Source passage below:
This leaflet is to help you understand what septo-optic dysplasia (SOD) is, what causes it, and the implication of being diagnosed for your baby after it is born.
What is septo-optic dysplasia (SOD)?
It is a rare structure of the fetal brain in which the optic eye tracts are altered with a possibility of poor vision after birth. In some cases, the endocrine (hormone) functions are sometimes disturbed.
How does a SOD happen?
It appears when a little anterior structure of the brain is abnormal. This anterior part is the cavum septum pellucidum (CSP). When the cavum is abnormal, the lateral walls of this cavity are absent, causing underdevelopment (agenesis) of the cavum septum pellucidum (ASP).
When is an ASP suspected?
ASP is suspected in most cases during the mid-trimester fetal ultrasound scan. It can be confirmed by MRI. When the diagnosis of ASP is established, it is necessary to complete a full examination of the brain by US and MRI to confirm that the ASP is isolated. Genetic tests may be discussed on the case and situation.
End of Source passage.
Continue the septo-optic dysplasia leaflet from its last sentence, keeping its plain explanatory style.
Record excerpts below:
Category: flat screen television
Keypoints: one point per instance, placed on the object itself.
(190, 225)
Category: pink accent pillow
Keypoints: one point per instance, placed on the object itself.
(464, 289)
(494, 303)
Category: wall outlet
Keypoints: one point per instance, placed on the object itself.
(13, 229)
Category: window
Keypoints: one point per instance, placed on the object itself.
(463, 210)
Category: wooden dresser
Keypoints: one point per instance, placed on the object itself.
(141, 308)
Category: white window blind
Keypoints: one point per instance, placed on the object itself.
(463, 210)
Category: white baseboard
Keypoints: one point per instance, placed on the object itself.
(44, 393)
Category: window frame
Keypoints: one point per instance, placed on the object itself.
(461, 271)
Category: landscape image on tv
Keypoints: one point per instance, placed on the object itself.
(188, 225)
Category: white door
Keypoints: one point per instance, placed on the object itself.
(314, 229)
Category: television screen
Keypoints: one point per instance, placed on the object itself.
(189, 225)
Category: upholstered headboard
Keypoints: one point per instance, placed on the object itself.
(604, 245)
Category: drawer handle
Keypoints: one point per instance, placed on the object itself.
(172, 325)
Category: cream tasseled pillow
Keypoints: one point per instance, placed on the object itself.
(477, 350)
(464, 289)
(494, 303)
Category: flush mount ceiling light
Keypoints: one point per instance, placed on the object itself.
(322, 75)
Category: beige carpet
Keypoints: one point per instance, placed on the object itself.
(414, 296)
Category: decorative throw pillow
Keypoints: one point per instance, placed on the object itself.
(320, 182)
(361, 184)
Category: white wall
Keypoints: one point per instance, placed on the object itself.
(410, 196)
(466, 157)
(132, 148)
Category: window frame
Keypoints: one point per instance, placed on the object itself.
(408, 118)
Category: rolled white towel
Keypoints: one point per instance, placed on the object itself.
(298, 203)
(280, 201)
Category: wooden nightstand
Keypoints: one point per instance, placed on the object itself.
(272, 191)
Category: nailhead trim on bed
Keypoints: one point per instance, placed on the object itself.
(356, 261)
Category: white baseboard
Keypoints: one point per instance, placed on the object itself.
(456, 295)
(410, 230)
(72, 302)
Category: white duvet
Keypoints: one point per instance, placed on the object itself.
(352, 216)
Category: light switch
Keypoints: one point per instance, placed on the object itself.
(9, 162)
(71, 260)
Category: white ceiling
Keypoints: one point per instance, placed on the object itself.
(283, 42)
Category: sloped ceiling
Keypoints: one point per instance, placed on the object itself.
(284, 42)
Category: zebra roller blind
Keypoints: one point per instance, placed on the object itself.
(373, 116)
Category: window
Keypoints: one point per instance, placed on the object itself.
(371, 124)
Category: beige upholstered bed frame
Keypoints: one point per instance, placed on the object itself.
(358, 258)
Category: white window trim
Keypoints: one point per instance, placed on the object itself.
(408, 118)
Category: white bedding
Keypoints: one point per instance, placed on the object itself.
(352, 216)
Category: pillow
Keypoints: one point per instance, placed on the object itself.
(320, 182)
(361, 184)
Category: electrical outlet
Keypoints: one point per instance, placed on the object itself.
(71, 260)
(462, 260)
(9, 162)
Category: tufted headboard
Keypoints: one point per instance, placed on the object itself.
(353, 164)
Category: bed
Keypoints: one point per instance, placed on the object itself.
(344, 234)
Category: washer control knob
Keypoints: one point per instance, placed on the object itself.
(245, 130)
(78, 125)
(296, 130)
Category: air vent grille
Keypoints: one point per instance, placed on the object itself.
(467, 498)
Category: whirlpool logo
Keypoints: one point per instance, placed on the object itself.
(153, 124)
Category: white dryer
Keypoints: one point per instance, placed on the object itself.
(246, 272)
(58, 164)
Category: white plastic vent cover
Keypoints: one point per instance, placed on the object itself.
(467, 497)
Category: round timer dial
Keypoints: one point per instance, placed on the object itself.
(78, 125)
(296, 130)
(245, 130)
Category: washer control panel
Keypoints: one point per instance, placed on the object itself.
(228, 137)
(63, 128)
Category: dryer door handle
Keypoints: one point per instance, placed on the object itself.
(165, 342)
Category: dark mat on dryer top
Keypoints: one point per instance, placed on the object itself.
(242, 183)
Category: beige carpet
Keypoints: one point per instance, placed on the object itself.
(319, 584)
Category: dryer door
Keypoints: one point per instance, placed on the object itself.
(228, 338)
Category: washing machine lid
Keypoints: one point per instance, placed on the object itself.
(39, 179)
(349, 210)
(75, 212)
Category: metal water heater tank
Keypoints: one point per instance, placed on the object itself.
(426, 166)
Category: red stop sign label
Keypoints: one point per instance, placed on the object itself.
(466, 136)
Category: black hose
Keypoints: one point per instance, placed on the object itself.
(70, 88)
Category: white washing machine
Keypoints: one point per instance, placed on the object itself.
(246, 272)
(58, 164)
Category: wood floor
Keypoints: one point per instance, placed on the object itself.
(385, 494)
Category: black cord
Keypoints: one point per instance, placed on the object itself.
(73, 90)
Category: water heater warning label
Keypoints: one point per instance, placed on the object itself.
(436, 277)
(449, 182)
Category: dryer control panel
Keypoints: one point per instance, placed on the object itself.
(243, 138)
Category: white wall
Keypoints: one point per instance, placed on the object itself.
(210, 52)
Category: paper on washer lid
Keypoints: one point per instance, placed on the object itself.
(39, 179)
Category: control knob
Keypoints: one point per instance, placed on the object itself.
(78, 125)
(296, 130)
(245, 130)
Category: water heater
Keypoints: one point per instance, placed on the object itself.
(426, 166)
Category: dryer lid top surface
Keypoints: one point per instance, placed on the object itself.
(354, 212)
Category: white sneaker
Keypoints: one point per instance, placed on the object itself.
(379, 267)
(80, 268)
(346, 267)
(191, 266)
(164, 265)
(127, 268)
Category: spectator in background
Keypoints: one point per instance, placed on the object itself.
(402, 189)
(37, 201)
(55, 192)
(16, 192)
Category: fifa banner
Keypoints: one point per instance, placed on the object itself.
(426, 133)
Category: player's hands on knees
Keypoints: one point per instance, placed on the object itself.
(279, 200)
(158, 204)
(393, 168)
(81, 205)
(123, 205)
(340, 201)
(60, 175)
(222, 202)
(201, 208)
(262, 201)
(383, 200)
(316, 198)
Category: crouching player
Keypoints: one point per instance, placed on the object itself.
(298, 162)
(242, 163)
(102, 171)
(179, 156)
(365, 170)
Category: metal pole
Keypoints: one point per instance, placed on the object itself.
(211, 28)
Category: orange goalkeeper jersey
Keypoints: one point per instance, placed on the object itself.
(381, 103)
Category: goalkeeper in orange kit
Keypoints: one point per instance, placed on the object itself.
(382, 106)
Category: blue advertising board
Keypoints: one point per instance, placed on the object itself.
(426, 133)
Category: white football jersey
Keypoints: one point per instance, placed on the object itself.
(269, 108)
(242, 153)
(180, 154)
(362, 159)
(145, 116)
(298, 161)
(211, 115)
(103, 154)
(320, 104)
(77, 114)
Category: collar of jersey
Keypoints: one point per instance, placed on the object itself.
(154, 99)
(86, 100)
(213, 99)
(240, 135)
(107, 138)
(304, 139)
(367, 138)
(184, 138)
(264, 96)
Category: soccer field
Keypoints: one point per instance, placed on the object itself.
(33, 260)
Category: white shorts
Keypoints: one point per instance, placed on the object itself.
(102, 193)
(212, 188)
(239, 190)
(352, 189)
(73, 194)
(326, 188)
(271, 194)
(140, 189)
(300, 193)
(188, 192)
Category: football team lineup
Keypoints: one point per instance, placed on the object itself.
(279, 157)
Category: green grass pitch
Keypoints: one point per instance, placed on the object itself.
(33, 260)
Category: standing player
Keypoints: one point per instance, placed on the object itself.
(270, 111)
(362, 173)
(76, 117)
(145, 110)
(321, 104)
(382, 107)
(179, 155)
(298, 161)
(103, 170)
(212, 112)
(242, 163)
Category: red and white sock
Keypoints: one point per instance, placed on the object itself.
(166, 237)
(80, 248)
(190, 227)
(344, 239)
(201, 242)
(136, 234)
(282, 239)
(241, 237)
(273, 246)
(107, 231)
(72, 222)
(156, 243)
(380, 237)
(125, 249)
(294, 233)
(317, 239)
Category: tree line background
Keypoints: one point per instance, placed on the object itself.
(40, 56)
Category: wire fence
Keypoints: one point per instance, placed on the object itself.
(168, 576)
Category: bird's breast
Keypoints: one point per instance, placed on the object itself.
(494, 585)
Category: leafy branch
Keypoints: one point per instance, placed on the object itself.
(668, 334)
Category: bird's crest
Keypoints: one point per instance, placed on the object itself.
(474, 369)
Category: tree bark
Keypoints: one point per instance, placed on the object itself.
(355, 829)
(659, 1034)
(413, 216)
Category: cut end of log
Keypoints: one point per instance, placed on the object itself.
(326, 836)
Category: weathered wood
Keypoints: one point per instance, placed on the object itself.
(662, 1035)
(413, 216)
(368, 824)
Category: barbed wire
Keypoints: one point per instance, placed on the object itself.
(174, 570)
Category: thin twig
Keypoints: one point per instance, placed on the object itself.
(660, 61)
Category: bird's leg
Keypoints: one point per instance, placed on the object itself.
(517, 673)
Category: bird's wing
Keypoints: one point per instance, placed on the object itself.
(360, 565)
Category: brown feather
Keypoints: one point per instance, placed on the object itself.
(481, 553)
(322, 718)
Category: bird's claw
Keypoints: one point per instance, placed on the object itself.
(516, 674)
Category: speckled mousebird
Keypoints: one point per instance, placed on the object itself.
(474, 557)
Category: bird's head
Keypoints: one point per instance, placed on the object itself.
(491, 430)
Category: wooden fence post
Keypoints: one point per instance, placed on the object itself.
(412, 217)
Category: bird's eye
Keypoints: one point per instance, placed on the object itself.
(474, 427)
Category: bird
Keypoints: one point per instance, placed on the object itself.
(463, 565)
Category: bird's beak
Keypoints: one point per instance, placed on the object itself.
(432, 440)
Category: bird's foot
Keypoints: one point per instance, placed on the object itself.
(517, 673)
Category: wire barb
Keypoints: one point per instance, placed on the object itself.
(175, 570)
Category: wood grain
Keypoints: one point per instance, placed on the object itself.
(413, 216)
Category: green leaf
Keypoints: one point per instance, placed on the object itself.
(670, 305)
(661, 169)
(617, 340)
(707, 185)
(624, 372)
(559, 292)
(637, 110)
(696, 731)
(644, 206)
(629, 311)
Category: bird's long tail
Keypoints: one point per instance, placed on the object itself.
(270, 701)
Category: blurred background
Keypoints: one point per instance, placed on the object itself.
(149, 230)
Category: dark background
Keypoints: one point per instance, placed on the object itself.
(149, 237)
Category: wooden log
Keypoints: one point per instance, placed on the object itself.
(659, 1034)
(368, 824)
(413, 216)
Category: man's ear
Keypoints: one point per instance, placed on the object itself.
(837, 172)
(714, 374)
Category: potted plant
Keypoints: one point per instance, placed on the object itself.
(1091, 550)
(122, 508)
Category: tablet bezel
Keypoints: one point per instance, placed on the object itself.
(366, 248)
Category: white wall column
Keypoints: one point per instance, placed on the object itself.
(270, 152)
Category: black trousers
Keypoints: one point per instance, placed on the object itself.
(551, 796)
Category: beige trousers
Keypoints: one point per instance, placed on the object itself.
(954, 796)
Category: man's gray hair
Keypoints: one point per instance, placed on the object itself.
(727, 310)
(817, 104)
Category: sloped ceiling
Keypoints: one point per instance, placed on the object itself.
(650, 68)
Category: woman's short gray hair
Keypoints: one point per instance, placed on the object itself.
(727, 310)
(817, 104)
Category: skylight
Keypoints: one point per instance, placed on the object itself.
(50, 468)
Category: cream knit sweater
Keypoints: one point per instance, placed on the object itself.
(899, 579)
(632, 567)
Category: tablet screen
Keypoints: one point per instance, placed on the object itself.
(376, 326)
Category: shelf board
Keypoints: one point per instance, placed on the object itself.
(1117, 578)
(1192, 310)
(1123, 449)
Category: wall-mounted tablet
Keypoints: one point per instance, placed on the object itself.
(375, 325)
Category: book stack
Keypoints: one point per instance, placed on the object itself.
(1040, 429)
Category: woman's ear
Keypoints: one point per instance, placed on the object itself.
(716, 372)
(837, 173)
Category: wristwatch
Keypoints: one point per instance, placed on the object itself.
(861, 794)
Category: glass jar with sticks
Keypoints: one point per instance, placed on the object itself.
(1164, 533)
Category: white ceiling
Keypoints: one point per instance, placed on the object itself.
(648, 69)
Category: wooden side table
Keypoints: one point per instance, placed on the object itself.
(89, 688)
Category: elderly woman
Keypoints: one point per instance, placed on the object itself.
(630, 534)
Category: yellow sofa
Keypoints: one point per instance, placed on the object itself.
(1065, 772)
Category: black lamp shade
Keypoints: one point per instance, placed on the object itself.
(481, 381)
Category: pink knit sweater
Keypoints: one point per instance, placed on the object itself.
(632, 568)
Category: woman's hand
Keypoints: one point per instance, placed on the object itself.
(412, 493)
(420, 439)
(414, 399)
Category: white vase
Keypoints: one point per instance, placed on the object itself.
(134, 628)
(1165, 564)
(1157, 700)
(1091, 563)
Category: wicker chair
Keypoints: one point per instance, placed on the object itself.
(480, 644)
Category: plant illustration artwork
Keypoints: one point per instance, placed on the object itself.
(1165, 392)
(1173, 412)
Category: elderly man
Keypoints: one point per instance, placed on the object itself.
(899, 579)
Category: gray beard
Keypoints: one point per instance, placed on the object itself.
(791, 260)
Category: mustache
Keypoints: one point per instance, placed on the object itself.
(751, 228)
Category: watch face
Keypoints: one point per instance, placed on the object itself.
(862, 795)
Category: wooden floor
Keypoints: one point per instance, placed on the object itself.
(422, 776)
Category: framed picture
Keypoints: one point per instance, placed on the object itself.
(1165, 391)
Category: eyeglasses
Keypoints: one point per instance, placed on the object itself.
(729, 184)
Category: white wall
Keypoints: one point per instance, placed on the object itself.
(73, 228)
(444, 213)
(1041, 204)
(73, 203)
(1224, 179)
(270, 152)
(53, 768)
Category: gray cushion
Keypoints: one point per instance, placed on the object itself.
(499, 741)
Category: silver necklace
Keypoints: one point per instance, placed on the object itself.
End of Record excerpts.
● **Response area**
What is the prognosis of ASP?
In most isolated cases of isolated ASP, the prognosis is favorable. The prognosis during pregnancy is established by a study of the optic nerves (US and MRI). However, ruling out the diagnosis of SOD in the fetus is not possible in 100% of cases.
What does it mean for my baby after it is born?
In most cases when the optic nerves are normal: the baby will have a good vision. However, the definitive prognosis will be established postnatally by eye (ophthalmologic) evaluation and blood test for the hormone function. The recurrence risk of this condition in a subsequent pregnancy is extremely low.